# REQUEST:
Copy the rows below from the line containing "blue backpack with" through the end of the rows, swapping each "MUST" for "SHALL" and keeping everything else unchanged.

# Position annotation rows:
-=-=-

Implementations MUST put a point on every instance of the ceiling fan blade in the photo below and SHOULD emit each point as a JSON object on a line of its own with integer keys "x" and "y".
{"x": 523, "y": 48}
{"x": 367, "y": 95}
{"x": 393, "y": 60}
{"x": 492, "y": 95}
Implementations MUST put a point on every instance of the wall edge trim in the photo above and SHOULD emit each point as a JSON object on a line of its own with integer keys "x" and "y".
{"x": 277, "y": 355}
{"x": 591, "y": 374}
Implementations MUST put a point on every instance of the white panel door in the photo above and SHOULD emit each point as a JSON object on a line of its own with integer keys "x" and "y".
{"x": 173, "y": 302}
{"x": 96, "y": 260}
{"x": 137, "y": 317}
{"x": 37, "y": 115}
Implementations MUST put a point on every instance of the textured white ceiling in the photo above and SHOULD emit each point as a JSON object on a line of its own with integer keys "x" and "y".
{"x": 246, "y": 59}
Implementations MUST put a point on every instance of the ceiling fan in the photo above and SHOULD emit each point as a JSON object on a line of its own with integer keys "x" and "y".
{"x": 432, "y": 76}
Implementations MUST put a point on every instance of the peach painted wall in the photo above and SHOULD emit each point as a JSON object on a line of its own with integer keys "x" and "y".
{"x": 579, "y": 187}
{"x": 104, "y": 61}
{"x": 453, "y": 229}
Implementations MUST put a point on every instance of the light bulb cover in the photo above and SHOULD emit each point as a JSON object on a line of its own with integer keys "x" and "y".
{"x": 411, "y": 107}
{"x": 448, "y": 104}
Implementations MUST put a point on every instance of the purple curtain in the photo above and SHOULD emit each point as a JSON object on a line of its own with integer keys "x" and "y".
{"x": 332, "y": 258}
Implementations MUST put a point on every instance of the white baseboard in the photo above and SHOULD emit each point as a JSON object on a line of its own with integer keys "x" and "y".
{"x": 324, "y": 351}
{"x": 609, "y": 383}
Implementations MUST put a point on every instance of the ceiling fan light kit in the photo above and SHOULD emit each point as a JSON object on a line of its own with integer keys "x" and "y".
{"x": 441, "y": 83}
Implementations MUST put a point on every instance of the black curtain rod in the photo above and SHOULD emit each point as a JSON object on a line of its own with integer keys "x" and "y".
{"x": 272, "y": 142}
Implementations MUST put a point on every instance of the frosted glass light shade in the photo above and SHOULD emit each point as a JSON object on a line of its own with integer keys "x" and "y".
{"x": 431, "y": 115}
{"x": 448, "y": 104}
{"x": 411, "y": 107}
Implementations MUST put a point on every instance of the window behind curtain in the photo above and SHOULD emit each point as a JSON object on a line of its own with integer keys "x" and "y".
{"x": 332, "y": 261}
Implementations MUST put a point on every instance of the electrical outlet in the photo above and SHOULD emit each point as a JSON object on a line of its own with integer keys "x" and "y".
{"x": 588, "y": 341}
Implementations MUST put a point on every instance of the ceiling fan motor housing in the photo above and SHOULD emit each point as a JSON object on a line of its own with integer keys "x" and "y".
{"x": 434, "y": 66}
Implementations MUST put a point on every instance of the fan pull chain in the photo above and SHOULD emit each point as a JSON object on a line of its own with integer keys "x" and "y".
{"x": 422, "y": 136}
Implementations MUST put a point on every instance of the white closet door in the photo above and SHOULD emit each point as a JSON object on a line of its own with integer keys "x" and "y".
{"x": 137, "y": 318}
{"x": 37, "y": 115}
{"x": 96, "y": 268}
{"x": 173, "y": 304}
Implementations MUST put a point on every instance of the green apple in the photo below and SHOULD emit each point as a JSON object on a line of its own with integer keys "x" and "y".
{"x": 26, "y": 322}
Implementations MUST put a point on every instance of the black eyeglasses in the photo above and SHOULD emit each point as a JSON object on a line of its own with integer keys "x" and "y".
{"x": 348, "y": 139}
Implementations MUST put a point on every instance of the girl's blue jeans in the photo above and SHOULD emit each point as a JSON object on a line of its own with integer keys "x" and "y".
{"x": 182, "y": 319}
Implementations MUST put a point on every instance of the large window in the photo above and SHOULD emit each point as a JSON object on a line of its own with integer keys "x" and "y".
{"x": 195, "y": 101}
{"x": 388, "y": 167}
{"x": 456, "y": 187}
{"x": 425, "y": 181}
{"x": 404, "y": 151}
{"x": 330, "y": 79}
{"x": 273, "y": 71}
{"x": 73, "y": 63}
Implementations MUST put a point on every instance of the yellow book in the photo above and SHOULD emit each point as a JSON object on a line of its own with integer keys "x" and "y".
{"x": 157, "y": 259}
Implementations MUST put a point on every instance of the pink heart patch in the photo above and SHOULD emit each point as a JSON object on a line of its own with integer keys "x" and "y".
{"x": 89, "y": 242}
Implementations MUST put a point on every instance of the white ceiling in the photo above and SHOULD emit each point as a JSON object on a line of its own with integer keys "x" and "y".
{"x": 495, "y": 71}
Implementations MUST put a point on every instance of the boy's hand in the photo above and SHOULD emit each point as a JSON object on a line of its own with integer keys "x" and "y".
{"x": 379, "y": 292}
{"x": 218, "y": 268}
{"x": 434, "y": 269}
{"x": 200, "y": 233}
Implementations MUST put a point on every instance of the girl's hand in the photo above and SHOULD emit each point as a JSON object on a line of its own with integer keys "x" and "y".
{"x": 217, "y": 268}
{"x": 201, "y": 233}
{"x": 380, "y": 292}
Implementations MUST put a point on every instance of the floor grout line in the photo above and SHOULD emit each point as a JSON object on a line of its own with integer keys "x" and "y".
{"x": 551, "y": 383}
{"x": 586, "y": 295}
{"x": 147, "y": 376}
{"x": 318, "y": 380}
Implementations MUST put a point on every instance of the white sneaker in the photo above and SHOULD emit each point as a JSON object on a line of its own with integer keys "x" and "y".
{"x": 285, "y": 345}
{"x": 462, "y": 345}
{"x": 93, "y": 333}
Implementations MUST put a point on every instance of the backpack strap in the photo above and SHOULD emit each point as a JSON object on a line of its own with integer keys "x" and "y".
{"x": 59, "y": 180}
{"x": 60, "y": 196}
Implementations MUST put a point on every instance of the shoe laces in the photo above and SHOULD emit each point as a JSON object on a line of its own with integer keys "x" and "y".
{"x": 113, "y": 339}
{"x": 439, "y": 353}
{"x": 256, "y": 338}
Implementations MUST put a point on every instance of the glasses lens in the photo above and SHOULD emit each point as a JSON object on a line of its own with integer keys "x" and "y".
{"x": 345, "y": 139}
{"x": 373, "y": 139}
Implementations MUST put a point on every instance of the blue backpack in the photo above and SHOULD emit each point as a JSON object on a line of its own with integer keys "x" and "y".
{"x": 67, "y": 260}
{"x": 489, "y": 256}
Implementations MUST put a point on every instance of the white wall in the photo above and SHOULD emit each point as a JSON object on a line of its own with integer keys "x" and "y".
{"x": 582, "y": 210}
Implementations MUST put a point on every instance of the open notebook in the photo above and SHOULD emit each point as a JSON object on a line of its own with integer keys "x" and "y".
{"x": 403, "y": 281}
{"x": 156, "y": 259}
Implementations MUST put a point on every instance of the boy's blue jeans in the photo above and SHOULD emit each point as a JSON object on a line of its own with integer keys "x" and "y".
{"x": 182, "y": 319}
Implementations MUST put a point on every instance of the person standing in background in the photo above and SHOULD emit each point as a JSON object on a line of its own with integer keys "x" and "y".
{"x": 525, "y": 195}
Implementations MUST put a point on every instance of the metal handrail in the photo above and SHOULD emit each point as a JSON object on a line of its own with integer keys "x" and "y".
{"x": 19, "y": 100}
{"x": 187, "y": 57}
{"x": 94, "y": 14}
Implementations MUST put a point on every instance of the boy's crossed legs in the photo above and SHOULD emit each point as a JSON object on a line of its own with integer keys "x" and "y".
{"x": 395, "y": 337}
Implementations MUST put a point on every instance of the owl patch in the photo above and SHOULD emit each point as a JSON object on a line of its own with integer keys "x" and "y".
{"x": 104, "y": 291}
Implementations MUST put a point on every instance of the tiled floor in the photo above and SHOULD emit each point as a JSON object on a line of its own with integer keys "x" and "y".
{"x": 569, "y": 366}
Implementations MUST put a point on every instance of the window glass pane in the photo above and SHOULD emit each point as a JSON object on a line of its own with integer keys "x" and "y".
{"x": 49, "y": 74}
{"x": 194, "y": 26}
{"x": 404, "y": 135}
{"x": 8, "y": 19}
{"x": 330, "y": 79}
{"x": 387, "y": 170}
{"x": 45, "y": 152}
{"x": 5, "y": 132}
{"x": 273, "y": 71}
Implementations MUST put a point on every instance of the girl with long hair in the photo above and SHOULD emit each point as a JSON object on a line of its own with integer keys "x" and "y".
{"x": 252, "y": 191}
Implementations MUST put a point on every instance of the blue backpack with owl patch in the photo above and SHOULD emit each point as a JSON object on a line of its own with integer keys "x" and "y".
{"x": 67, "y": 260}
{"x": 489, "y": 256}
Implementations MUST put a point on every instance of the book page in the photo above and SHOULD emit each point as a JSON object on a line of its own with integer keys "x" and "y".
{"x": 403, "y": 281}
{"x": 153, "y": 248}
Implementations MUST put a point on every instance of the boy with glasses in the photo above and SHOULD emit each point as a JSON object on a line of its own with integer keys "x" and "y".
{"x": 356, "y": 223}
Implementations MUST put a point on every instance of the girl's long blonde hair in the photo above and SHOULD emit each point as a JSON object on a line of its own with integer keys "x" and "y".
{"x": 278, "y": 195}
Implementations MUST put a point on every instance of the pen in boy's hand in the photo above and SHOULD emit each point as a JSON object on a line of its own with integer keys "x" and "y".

-=-=-

# TASK OUTPUT:
Implementations SHALL put a point on every instance of the blue backpack with owl patch in the photo above and SHOULD emit each point as a JSON object on a line of its own with integer keys "x" and "y".
{"x": 67, "y": 260}
{"x": 489, "y": 256}
Implementations SHALL put a point on every instance of the book page in the photo above and SHOULD emit each point as a JSON object on a line of its own with integer keys "x" and "y".
{"x": 403, "y": 281}
{"x": 153, "y": 248}
Implementations SHALL put a point on every instance of the boy with glasses in the photo above and SHOULD emit each point as a JSON object on a line of its own with integer keys "x" and "y".
{"x": 356, "y": 223}
Implementations SHALL put a point on every instance of the girl's long blonde hair in the photo above and SHOULD emit each point as a JSON object on a line of its own with integer keys "x" and "y".
{"x": 278, "y": 195}
Implementations SHALL put a point on every instance of the pen in boy's hand in the photo above and SHOULD emit each point as a JSON object on a line of its own with integer keys "x" and "y".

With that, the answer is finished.